◆ **Aufgabe A**: Erkläre mit den Angaben im Spielbericht zum Duell zwischen Eintracht Frankfurt und dem BVB, warum der Dortmunder Sieg im Pokal-Viertelfinale als verdient gilt.
◆ **Aufgabe B**: Setze den Spielbericht zum Duell zwischen Eintracht Frankfurt und dem BVB nach seinem letzten Satz fort.

Donnerstag, 13. Februar 2014
Die wilden Jahre der Eintracht sind vorbei
Es ist schon komisch, wenn zwei Mannschaften innerhalb so kurzer Zeit aufeinandertreffen. Aber der DFB-Pokal macht es möglich und so ist das Gastspiel der Frankfurter Eintracht am Samstag im Dortmunder Signal-Iduna-Park quasi die Revanche in der Bundesliga für das Pokal-Viertelfinale.
1:0 siegte der BVB am Dienstag in Frankfurt. Das Spiel war hart umkämpft, das Tor durch Pierre-Emerick Aubayemang fiel spät in der 83. Minute. Aber letztendlich fand die Partie einen verdienten Sieger. Denn die Dortmunder hatten schon ein deutliches Chancenplus, besonders in Halbzeit 1 wirbelten Mkhitaryan, Lewandowski und der Torschütze die Frankfurter doch reichlich durcheinander. Die Eintracht hatte hingegen nur zwei Chancen – eine davon war jedoch hochkarätig, als Rode verpasste. Borussias Defensive stand gut an diesem Abend.

◆ **Datenteil**:
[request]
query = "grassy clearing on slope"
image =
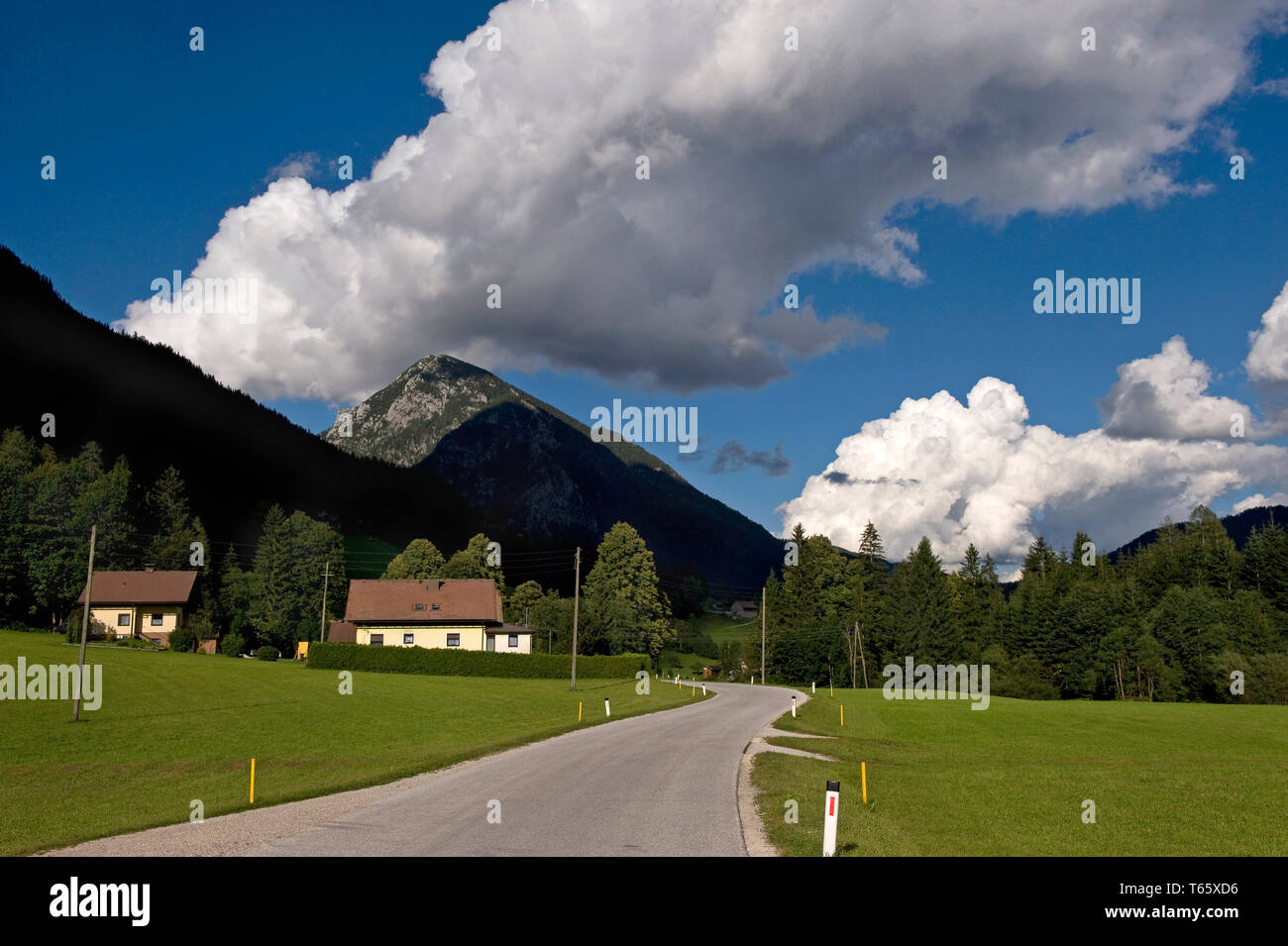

◆ **Schriftliche Antwort A**: Der Sieg gilt als verdient, weil die Dortmunder ein deutliches Chancenplus hatten. Vor allem in der ersten Halbzeit brachten Mkhitaryan, Lewandowski und der Torschütze die Frankfurter durcheinander, während die Eintracht nur zwei Chancen hatte. Außerdem stand Borussias Defensive an diesem Abend gut.

◆ **Schriftliche Antwort B**:
Was noch im Gedächtnis blieb, war das hitzige Duell zwischen BVB-Stürmer Robert Lewandowski und Eintracht-Innenverteidiger Carlos Zambrano. Der peruanische Nationalspieler, dem viele eine große Karriere zutrauen, spielt schon sehr provokativ. Lewandowski auf der anderen Seite wehrte sich aber mit allen Mitteln.
Gegen Eintracht Frankfurt kann ich mich eigentlich nur an Siege in den letzten Jahren erinnern. Dabei gab es am 7. Februar 2010 mit 2:3 die letzte Niederlage, aber da muss ich wohl gefehlt haben. Bei mir sind nur schwarz-gelbe Triumphe gegen die Adlerträger gespeichert. Die vielen Eintracht-Fans, die ihre Mannschaft meist sehr zahlreich ins schönste Stadion der Liga begleiteten, fuhren meist mit viel Frust nach Hause.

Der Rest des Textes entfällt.